Scale the records starting at the line that contains "Where can you see the wooden wall" and ending at the line that contains "(1235, 905)". Rewrite only those lines, every one of them, and multiply each coordinate in the answers by 1.45, rounding to whole numbers with halves going up.

(Saved entries)
## Begin

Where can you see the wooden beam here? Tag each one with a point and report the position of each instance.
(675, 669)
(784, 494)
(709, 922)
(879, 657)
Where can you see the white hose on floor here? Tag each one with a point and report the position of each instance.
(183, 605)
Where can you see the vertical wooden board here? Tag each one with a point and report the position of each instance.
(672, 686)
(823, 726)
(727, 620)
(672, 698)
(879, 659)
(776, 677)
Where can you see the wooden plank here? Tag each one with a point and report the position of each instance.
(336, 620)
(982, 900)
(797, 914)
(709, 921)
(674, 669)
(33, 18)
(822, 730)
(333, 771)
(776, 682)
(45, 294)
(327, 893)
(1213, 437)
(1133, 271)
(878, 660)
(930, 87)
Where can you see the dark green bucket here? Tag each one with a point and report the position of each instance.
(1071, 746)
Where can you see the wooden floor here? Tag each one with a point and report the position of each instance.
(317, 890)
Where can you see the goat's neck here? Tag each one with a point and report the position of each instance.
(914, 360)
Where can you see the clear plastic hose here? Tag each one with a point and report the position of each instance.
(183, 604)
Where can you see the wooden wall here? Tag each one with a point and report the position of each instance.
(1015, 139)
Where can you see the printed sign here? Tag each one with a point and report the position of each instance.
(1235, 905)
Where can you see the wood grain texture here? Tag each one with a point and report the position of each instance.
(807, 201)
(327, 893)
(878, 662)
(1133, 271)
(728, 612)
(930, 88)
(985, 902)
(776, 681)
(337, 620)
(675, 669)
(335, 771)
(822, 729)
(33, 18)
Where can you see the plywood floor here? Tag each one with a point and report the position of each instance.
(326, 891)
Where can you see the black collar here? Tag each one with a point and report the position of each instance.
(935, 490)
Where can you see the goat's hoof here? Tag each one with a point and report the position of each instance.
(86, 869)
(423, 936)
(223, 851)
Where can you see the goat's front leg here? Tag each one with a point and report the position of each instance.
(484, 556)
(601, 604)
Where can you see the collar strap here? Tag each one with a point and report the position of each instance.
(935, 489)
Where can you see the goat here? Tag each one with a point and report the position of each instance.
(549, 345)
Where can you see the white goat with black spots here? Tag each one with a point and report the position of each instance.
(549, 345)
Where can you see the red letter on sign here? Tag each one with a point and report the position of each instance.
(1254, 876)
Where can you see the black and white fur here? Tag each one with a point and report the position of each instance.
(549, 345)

## End

> **Response below**:
Where can you see the wooden wall here? Tag each one with a point and report the position of each instance.
(1472, 202)
Where can you see the printed sign here? Tag each one with a point and report the position of each instance.
(1791, 1312)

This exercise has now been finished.